> [Work order] Output the records in full, exactly as given.

> [Available records]
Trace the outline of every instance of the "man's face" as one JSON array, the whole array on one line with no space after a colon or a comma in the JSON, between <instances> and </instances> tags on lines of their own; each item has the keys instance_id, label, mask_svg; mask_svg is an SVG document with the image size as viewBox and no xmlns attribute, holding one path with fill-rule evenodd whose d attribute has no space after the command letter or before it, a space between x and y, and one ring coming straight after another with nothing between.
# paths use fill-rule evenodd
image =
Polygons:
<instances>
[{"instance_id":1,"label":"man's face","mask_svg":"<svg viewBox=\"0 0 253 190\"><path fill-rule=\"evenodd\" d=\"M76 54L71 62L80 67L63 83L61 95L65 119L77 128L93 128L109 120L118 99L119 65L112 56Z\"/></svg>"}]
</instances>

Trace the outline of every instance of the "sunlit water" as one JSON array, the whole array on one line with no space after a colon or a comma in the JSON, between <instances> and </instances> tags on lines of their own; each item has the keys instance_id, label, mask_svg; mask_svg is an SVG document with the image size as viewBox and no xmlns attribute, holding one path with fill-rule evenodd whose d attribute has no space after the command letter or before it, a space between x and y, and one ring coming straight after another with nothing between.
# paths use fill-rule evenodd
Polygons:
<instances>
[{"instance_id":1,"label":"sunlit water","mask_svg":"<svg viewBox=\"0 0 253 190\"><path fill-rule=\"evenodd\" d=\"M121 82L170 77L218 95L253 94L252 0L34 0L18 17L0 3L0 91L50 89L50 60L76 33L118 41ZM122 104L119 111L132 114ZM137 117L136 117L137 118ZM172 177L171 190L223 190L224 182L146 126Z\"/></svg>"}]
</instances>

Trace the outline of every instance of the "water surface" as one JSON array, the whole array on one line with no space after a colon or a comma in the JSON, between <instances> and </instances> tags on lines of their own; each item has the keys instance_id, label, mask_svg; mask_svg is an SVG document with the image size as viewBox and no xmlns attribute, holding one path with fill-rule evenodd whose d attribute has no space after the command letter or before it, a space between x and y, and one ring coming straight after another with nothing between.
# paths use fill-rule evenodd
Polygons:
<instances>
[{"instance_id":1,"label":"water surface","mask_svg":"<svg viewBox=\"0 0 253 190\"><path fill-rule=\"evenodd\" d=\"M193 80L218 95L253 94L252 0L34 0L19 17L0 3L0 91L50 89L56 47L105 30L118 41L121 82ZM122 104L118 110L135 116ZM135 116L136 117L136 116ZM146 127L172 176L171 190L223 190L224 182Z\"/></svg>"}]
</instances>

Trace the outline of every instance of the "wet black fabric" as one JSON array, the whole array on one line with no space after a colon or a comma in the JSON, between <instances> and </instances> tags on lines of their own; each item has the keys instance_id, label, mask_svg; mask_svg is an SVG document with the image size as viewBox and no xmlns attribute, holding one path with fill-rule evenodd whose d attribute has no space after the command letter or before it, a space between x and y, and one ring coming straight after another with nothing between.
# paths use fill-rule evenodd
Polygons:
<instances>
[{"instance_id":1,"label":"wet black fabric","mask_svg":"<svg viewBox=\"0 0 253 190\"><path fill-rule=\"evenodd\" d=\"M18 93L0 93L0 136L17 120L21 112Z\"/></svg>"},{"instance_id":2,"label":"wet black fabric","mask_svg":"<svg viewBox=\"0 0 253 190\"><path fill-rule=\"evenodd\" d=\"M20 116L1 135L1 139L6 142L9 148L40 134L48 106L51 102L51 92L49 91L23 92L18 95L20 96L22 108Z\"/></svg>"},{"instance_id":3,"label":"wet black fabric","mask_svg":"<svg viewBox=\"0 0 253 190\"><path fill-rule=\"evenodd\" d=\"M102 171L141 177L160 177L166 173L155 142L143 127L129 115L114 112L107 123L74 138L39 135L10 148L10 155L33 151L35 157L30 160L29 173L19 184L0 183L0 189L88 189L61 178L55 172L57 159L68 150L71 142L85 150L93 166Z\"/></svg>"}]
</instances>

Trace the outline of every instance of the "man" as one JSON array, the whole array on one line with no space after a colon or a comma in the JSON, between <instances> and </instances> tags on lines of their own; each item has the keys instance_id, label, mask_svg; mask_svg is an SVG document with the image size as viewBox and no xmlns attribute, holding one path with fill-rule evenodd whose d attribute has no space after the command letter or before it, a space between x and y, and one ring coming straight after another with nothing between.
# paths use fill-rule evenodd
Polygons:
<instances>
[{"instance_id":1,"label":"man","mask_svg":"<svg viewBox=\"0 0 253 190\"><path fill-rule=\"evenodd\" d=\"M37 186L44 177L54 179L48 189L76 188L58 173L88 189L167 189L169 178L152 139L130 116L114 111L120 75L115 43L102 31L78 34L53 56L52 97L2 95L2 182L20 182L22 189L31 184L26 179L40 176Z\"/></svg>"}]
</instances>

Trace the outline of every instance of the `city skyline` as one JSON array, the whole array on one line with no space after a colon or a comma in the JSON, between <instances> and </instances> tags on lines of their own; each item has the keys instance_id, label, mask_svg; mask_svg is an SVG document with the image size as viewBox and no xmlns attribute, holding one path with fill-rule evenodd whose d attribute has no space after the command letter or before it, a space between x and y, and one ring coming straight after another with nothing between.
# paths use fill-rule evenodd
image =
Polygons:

> [Answer for the task]
Trace the outline of every instance of the "man's face" as one JSON array, the whole array on one line with no space after a colon or a comma in the JSON, between <instances> and </instances> tags on lines of their own; each item has the keys instance_id, label, mask_svg; mask_svg is an SVG document with the image size as viewBox and no xmlns attribute, holding one path with fill-rule evenodd whose d attribute has no space after the command letter or before it, a space between x and y, and one ring coming straight after another with nothing between.
# paths use fill-rule evenodd
image =
Polygons:
<instances>
[{"instance_id":1,"label":"man's face","mask_svg":"<svg viewBox=\"0 0 253 190\"><path fill-rule=\"evenodd\" d=\"M76 54L71 62L80 67L63 83L61 95L65 119L77 128L93 128L109 120L118 99L119 65L112 56Z\"/></svg>"}]
</instances>

Trace the outline of every instance of the "sunlit water" as one JSON array, the whole array on one line with no space after a colon or a comma in the JSON, between <instances> and </instances> tags on lines of their own; each item has the keys instance_id, label, mask_svg; mask_svg is an SVG document with the image size as viewBox and no xmlns attribute, holding one path with fill-rule evenodd whose d attribute has no space after the command letter or before it, a space between x and y, and one ring coming straight after another with nothing between.
# paths use fill-rule evenodd
Polygons:
<instances>
[{"instance_id":1,"label":"sunlit water","mask_svg":"<svg viewBox=\"0 0 253 190\"><path fill-rule=\"evenodd\" d=\"M121 82L170 77L218 95L253 94L252 0L34 0L18 17L0 3L0 91L50 89L50 60L76 33L118 41ZM122 104L119 111L132 114ZM137 117L136 117L137 118ZM172 177L171 190L223 190L224 182L146 126Z\"/></svg>"}]
</instances>

Trace the outline of every instance of the "water surface" as one JSON array, the whole array on one line with no space after a colon or a comma in the JSON, between <instances> and </instances> tags on lines of their own; each item has the keys instance_id, label, mask_svg; mask_svg is an SVG document with the image size as viewBox and no xmlns attribute, holding one path with fill-rule evenodd whose d attribute has no space after the command letter or before it, a space between x and y, and one ring coming straight after another with nothing between.
# paths use fill-rule evenodd
Polygons:
<instances>
[{"instance_id":1,"label":"water surface","mask_svg":"<svg viewBox=\"0 0 253 190\"><path fill-rule=\"evenodd\" d=\"M193 80L218 95L253 94L252 0L34 0L19 17L0 3L0 91L50 89L56 47L105 30L118 41L121 82ZM122 104L118 110L135 116ZM135 116L136 117L136 116ZM146 127L172 176L171 190L223 190L224 182Z\"/></svg>"}]
</instances>

Trace the outline of every instance of the "wet black fabric" as one JSON array, the whole array on one line with no space after a colon or a comma in the JSON, between <instances> and </instances> tags on lines of their own; each item has the keys instance_id, label, mask_svg; mask_svg is an SVG document with the image size as viewBox and no xmlns attribute, holding one path with fill-rule evenodd whose d attribute has no space after the command letter or before it, a space between x and y, and one ring coming straight after another with nothing between.
# paths use fill-rule evenodd
Polygons:
<instances>
[{"instance_id":1,"label":"wet black fabric","mask_svg":"<svg viewBox=\"0 0 253 190\"><path fill-rule=\"evenodd\" d=\"M18 93L0 93L0 136L17 120L21 112Z\"/></svg>"},{"instance_id":2,"label":"wet black fabric","mask_svg":"<svg viewBox=\"0 0 253 190\"><path fill-rule=\"evenodd\" d=\"M20 116L1 135L1 139L6 142L9 148L40 134L48 106L51 102L51 92L49 91L23 92L18 95L20 96L22 108Z\"/></svg>"},{"instance_id":3,"label":"wet black fabric","mask_svg":"<svg viewBox=\"0 0 253 190\"><path fill-rule=\"evenodd\" d=\"M102 171L141 177L160 177L166 173L155 142L143 127L129 115L114 112L107 123L74 138L39 135L10 148L10 155L33 151L35 157L30 160L29 173L19 184L0 183L0 189L88 189L61 178L55 172L57 159L68 150L71 142L85 150L93 166Z\"/></svg>"}]
</instances>

Trace the outline of every instance of the "man" as one JSON array, the whole array on one line with no space after a colon or a comma in the JSON, between <instances> and </instances> tags on lines of their own; each item has the keys instance_id, label, mask_svg; mask_svg is an SVG document with the image size as viewBox and no xmlns attribute, holding one path with fill-rule evenodd whose d attribute has no space after the command letter or before it, a space between x and y, and one ring coming straight after another with nothing between.
# paths use fill-rule evenodd
Polygons:
<instances>
[{"instance_id":1,"label":"man","mask_svg":"<svg viewBox=\"0 0 253 190\"><path fill-rule=\"evenodd\" d=\"M37 186L44 177L54 179L48 189L76 188L58 173L88 189L167 189L169 178L152 139L130 116L114 111L120 75L115 43L102 31L78 34L53 56L52 97L2 95L2 182L20 182L22 189L31 184L26 179L40 176Z\"/></svg>"}]
</instances>

Trace the outline of every instance of the `city skyline` as one JSON array, the whole array on one line with no space after a colon or a comma in the JSON, between <instances> and </instances> tags on lines of their own; each item has the keys instance_id, label, mask_svg; mask_svg is an SVG document with the image size as viewBox and no xmlns attribute, holding one path with fill-rule evenodd whose d attribute has no space after the command letter or before it, a space between x and y, and one ring coming straight after another with nothing between.
# paths use fill-rule evenodd
image =
Polygons:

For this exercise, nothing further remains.